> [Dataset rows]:
________________________

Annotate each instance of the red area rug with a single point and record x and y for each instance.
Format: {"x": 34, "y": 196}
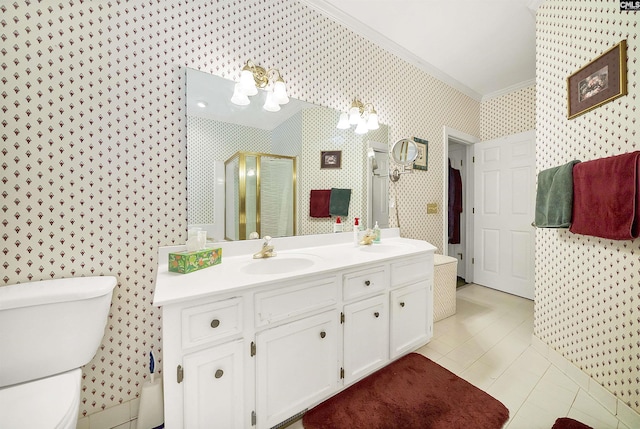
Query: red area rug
{"x": 410, "y": 393}
{"x": 567, "y": 423}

________________________

> [Exercise goal]: Could you write out the items again with "woven doormat" substituted for every "red area rug", changing nothing else and leaving out the pictures?

> [Task result]:
Annotate each instance of the woven doormat with a single point and record x and y for each instance.
Format: {"x": 34, "y": 196}
Query: woven doormat
{"x": 410, "y": 393}
{"x": 567, "y": 423}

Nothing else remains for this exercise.